_Exercise aim_:
Every line containing "texture" should be identified and copied from the data below.

_The data_:
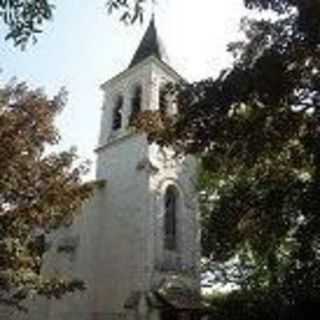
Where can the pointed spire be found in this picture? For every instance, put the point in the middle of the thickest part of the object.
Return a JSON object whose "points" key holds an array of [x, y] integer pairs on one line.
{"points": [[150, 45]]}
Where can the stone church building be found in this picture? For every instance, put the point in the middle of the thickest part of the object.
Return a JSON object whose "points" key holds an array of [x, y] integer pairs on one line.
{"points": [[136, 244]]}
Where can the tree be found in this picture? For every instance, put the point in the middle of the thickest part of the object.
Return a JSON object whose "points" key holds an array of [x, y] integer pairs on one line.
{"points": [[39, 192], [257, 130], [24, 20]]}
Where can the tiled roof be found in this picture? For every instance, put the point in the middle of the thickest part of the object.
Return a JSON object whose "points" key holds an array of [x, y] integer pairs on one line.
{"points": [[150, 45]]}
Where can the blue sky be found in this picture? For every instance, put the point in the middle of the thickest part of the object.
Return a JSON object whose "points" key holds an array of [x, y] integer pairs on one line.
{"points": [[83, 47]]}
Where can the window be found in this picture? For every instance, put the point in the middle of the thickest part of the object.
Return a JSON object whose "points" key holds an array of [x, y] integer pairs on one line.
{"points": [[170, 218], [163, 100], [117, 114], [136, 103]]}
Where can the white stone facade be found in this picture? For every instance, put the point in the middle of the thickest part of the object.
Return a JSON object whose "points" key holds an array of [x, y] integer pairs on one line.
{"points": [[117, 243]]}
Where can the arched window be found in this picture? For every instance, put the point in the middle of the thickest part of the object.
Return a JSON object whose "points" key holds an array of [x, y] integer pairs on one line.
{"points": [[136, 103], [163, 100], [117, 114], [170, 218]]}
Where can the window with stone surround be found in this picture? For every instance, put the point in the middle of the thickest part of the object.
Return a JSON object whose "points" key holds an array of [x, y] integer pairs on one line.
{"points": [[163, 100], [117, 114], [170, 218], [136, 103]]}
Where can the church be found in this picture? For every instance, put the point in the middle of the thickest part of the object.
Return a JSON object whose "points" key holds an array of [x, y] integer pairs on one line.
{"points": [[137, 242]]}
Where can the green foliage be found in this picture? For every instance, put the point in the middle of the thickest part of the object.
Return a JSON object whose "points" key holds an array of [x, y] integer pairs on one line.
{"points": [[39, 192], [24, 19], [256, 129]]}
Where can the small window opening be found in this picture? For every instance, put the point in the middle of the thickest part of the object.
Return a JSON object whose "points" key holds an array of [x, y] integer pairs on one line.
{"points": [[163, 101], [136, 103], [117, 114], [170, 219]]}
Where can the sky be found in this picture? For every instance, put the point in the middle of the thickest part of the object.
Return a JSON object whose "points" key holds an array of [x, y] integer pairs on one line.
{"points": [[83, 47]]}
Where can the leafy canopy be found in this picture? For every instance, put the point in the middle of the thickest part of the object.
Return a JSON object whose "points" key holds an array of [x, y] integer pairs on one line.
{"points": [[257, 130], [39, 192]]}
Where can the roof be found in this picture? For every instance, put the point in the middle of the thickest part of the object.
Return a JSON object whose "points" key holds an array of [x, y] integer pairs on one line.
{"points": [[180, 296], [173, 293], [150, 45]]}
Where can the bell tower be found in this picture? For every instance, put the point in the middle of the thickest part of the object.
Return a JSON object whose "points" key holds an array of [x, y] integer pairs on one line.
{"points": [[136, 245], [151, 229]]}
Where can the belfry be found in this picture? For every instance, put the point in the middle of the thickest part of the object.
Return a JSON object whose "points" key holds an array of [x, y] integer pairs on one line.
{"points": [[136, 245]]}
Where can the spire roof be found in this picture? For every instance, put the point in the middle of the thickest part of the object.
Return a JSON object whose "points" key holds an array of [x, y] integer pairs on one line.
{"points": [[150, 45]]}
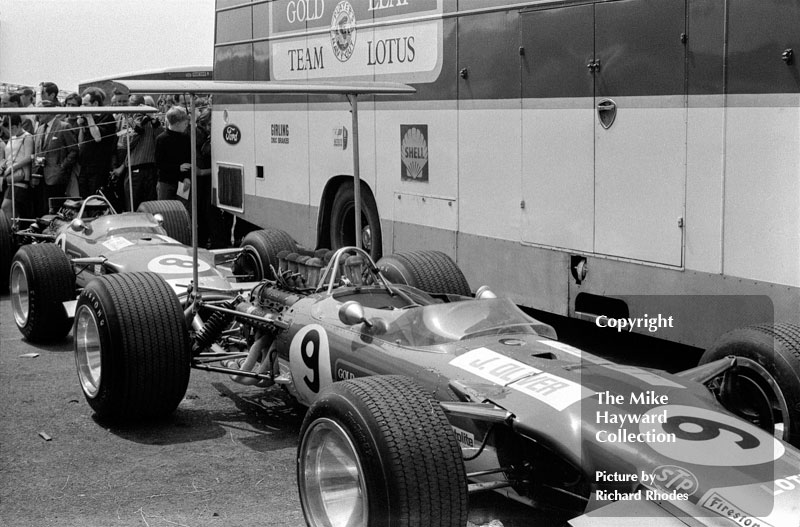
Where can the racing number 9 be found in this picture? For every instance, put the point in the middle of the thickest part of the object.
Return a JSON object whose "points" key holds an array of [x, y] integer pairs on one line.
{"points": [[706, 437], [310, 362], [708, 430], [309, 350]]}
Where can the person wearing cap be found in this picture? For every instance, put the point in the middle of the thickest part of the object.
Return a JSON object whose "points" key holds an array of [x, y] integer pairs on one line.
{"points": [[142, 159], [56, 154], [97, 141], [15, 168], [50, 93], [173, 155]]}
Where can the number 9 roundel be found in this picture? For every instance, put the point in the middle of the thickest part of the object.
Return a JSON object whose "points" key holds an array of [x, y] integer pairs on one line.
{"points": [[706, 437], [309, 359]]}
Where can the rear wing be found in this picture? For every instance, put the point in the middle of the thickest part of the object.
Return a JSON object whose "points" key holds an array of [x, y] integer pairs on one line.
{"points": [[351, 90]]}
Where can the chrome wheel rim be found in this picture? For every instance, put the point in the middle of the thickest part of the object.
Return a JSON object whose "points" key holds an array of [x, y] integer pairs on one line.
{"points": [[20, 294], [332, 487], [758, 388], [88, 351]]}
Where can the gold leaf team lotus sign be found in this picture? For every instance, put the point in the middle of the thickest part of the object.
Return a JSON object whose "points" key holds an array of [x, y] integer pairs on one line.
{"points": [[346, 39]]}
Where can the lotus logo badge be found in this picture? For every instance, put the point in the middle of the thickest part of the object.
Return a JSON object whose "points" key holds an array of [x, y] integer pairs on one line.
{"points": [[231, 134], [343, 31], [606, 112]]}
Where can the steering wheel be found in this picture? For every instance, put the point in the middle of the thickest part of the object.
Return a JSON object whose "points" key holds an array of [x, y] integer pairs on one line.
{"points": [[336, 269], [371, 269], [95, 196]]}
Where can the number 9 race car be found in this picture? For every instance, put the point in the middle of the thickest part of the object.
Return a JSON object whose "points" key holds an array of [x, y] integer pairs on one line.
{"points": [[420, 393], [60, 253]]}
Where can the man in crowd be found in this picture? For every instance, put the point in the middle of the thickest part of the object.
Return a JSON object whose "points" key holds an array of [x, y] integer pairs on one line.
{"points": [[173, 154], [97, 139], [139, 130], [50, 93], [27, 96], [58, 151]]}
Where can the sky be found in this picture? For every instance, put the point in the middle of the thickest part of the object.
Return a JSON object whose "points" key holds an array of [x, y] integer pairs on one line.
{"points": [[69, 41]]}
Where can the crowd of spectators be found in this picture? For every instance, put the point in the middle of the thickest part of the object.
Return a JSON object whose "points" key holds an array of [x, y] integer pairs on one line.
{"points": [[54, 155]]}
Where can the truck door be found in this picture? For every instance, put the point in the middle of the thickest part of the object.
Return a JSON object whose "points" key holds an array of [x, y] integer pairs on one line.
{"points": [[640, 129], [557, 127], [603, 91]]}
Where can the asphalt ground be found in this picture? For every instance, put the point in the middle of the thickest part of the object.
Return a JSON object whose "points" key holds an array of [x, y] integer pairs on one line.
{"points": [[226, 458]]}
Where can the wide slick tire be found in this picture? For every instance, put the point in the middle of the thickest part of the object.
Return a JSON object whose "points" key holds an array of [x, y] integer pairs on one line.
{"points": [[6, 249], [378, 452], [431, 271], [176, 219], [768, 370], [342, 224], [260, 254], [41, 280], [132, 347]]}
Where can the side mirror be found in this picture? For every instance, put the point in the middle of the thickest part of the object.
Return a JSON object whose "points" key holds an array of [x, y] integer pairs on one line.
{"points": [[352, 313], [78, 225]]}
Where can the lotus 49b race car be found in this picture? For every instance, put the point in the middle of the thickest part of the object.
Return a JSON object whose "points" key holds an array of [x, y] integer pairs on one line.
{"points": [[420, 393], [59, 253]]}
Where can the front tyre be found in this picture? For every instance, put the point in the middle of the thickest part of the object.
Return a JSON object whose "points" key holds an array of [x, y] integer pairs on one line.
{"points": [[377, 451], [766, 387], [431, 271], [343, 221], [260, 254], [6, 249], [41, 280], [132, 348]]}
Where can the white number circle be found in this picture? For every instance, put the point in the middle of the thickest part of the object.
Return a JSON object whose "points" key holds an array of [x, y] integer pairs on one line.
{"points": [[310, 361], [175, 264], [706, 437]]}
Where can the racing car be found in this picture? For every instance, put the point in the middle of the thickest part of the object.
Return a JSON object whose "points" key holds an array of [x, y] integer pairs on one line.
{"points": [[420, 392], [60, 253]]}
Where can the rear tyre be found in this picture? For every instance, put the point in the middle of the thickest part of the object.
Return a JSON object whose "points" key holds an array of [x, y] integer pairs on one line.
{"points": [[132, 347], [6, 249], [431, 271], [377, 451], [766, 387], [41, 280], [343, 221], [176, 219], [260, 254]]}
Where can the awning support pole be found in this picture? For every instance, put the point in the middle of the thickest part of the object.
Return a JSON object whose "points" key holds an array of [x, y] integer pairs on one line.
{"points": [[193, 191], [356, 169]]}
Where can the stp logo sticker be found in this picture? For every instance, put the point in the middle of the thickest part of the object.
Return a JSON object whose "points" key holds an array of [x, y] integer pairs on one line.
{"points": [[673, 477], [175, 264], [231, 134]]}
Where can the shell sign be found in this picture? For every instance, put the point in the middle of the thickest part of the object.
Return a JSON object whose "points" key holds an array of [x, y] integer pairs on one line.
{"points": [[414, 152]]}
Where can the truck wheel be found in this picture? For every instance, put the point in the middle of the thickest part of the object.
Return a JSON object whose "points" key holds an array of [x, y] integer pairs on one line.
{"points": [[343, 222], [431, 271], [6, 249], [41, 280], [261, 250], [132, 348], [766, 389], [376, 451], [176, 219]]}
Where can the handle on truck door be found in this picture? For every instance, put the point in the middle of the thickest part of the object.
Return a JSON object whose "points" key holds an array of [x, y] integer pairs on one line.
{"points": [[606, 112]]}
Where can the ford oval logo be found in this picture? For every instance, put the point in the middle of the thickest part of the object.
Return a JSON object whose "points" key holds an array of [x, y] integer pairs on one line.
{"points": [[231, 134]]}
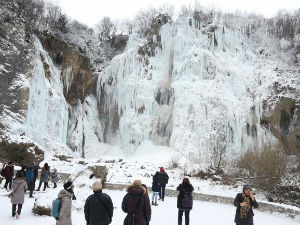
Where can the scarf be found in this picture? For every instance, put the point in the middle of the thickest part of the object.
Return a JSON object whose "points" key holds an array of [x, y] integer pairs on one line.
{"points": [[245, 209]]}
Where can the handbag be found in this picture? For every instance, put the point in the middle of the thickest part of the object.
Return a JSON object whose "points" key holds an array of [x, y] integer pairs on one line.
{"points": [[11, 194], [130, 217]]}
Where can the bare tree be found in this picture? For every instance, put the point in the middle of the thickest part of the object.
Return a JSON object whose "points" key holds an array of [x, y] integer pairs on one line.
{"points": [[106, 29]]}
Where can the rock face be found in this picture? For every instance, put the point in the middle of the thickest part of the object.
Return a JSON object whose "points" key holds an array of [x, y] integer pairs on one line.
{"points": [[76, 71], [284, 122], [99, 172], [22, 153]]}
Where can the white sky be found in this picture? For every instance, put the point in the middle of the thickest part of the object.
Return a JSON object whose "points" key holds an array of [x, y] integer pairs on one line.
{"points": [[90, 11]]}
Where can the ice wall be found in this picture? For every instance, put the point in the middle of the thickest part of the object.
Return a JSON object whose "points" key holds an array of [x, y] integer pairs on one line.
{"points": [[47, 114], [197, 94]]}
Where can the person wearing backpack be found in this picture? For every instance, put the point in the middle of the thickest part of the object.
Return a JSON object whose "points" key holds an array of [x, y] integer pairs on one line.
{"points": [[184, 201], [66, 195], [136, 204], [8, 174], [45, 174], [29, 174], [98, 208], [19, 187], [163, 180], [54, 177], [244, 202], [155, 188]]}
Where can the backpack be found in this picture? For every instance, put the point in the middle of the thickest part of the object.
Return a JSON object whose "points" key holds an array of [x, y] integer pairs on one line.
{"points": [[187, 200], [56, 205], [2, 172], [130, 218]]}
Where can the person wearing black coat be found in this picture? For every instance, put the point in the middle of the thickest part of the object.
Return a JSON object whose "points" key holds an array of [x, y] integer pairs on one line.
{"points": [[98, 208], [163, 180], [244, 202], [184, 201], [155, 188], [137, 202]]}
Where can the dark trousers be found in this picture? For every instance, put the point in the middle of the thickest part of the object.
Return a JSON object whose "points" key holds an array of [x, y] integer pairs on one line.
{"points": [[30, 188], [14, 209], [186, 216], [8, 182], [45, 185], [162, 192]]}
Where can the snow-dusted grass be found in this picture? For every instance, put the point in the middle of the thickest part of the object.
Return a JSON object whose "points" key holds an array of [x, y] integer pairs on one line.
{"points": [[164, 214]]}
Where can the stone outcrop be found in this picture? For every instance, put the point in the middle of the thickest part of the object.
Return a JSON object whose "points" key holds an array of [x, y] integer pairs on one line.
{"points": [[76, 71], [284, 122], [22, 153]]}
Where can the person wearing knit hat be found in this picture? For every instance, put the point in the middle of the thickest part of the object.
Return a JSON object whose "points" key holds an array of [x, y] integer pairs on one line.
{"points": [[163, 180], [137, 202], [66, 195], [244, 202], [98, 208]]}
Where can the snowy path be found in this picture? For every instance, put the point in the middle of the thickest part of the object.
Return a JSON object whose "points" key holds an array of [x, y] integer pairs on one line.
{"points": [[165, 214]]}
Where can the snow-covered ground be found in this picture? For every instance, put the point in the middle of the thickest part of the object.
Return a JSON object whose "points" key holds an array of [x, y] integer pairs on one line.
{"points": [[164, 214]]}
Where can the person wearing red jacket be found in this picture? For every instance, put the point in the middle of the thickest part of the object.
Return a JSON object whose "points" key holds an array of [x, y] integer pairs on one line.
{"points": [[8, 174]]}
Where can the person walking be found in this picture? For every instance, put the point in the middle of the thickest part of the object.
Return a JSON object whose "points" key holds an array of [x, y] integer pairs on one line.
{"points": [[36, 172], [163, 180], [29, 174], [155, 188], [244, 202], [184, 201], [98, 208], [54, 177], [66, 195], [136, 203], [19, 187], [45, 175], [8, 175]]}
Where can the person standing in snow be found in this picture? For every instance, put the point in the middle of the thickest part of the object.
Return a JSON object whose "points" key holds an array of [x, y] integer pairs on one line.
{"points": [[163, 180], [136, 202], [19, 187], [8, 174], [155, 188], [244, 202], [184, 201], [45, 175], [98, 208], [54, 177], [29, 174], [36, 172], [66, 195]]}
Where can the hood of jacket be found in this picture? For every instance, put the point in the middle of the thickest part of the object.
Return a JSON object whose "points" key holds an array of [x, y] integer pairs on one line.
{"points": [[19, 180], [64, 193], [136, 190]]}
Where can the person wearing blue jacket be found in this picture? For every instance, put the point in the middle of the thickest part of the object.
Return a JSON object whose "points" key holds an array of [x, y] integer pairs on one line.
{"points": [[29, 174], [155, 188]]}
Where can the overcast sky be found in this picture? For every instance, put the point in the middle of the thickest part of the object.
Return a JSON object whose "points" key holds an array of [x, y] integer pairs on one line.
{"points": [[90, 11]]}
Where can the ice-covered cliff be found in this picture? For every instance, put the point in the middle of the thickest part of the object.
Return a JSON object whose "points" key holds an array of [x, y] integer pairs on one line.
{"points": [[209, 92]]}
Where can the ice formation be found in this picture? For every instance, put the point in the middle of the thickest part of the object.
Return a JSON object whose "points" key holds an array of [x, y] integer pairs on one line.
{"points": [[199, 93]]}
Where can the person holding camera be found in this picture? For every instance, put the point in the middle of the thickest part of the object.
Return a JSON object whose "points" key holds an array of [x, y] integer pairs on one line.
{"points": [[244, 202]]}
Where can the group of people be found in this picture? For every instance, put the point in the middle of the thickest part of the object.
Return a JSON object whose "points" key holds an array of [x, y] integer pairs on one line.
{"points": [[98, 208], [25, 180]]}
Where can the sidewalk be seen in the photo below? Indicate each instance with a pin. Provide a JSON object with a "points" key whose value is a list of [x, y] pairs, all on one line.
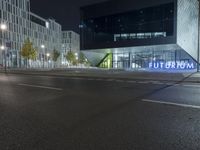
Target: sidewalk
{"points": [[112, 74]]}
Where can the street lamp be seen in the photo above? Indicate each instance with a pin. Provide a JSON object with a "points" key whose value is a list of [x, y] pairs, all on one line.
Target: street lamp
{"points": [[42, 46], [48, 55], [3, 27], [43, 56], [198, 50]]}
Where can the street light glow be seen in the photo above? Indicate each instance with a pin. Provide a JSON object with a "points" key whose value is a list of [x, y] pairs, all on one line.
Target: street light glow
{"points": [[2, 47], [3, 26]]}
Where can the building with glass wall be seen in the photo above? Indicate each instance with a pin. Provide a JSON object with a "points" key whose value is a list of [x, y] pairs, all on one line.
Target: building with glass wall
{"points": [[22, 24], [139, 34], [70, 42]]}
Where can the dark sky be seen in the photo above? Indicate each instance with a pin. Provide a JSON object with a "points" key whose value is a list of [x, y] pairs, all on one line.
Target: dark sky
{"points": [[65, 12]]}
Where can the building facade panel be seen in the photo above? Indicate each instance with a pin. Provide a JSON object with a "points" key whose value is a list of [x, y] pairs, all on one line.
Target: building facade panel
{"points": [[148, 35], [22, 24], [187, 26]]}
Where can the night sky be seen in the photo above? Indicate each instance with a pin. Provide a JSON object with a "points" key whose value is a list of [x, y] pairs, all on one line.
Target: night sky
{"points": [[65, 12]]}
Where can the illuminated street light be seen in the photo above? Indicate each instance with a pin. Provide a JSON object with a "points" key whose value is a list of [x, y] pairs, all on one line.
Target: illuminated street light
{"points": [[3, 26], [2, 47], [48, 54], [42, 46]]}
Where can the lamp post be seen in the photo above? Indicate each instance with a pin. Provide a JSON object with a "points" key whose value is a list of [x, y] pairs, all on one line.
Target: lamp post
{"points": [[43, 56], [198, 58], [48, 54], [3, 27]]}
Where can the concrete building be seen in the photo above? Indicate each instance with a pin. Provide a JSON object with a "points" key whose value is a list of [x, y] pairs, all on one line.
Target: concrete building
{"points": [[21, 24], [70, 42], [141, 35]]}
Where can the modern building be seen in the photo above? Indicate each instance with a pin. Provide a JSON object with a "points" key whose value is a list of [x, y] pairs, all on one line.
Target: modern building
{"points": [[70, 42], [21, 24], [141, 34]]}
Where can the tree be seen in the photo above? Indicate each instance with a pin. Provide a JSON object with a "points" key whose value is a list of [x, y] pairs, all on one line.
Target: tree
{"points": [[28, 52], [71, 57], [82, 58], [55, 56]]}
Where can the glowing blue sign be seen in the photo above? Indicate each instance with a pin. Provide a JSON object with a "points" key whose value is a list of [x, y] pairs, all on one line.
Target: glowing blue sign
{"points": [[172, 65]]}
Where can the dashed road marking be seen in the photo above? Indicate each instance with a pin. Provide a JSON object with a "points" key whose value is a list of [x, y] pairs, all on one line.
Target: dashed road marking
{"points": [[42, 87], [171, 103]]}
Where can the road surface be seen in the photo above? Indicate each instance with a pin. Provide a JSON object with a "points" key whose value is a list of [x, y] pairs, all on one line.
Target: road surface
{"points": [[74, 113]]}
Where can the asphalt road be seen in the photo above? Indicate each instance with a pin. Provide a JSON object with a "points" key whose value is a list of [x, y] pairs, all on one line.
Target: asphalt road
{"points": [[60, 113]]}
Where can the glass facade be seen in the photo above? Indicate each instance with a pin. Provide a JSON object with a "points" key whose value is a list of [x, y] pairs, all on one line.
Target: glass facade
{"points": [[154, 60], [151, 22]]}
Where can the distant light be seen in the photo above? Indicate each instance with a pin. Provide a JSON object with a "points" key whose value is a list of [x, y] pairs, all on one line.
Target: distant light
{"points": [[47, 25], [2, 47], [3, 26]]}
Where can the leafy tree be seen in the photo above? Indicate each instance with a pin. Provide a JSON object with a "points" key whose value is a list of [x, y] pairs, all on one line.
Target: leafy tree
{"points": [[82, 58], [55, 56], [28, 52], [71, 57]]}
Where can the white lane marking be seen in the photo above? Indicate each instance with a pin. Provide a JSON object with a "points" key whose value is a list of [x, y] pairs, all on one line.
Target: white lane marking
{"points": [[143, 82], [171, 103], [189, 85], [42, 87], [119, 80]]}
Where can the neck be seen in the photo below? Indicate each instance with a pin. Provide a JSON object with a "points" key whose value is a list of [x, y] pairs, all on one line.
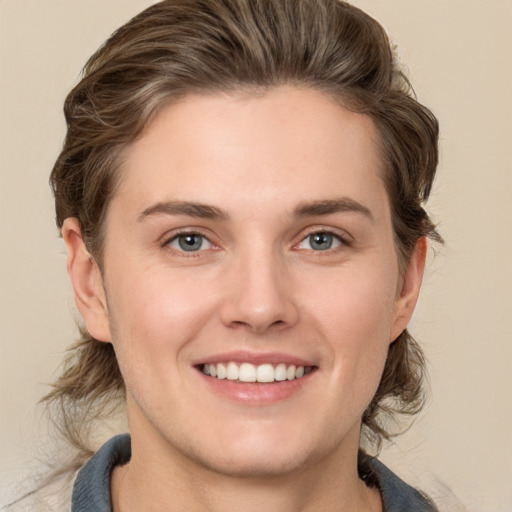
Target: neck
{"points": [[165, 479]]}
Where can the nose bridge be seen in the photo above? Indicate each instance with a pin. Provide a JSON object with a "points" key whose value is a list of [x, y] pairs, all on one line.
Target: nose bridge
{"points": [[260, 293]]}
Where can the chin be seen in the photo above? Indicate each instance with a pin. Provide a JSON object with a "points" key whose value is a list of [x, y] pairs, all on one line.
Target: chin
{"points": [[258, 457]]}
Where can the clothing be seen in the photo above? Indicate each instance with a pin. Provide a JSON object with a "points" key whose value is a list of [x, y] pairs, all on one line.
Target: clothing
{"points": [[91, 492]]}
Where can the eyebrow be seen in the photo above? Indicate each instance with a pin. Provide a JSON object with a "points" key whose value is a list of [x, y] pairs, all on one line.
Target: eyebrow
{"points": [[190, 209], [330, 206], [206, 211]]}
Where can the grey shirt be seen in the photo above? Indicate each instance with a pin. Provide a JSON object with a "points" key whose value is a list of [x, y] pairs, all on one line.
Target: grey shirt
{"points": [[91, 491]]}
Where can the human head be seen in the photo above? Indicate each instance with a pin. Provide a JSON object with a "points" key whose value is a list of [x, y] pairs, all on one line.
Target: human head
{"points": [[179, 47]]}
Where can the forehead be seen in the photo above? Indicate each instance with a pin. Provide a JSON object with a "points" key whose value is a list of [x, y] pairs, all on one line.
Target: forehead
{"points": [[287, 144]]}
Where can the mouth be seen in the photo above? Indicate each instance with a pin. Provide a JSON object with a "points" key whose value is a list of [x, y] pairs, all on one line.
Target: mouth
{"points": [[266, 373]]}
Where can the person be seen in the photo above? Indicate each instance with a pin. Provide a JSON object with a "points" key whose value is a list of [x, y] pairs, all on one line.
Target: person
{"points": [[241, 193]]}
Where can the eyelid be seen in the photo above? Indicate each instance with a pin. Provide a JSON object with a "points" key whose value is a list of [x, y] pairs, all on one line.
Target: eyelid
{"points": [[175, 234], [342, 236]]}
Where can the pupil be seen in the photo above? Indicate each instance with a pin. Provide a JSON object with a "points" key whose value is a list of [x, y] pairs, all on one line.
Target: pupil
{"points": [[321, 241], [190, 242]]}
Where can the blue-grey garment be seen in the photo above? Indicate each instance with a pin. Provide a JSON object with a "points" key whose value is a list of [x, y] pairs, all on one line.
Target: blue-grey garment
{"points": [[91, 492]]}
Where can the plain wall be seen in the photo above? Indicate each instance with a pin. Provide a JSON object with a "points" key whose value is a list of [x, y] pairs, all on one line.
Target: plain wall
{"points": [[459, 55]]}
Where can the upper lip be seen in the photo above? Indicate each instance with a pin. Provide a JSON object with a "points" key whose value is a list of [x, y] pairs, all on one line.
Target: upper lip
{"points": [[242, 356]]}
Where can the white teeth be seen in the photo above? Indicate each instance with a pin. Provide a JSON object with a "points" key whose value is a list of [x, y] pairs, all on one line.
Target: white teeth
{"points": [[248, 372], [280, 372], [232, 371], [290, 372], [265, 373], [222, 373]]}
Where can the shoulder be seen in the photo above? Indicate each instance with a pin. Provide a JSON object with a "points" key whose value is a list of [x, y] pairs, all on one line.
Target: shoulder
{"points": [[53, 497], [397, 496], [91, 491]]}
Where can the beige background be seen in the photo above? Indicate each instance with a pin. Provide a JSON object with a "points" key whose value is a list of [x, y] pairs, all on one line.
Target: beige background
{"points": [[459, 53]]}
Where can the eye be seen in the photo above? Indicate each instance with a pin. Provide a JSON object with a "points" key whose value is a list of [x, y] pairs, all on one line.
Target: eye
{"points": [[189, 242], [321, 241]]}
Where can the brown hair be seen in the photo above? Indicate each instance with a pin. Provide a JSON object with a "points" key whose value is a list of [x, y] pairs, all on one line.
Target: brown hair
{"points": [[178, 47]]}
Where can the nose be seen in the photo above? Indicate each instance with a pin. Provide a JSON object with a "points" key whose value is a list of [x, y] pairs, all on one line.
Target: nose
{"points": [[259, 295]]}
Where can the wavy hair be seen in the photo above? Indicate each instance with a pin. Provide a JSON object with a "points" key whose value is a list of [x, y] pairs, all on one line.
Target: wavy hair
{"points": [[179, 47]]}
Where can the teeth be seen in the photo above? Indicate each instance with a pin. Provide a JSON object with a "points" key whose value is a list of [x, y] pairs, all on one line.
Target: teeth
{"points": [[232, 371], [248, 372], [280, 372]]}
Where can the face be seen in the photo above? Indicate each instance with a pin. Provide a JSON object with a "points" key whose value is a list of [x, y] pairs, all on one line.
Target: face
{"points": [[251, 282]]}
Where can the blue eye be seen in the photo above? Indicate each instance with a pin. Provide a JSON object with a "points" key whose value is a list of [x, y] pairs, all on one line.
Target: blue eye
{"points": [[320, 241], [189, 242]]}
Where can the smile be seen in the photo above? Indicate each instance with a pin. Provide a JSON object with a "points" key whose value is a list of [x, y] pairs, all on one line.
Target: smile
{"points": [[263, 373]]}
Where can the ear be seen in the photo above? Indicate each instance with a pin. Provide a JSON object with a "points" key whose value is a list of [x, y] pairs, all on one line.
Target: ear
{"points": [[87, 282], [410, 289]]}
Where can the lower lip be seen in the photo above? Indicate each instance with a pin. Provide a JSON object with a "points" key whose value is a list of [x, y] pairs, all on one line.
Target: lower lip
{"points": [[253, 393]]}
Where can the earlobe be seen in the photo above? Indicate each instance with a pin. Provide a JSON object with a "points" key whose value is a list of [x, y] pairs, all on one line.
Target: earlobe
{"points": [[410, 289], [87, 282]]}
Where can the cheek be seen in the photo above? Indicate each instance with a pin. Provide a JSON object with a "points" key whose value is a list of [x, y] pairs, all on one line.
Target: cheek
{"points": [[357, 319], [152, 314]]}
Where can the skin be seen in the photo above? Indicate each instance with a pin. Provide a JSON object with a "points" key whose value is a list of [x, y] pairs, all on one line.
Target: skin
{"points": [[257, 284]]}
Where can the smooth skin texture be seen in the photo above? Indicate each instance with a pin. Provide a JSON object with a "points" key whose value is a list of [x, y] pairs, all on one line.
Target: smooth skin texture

_Written solution_:
Where can the smooth skin texture be seen in the photo above? Indicate each instance with a pin. Provide a JSON object with a "points" key whose value is a list of [x, y] pairs, all on one line.
Target: smooth skin texture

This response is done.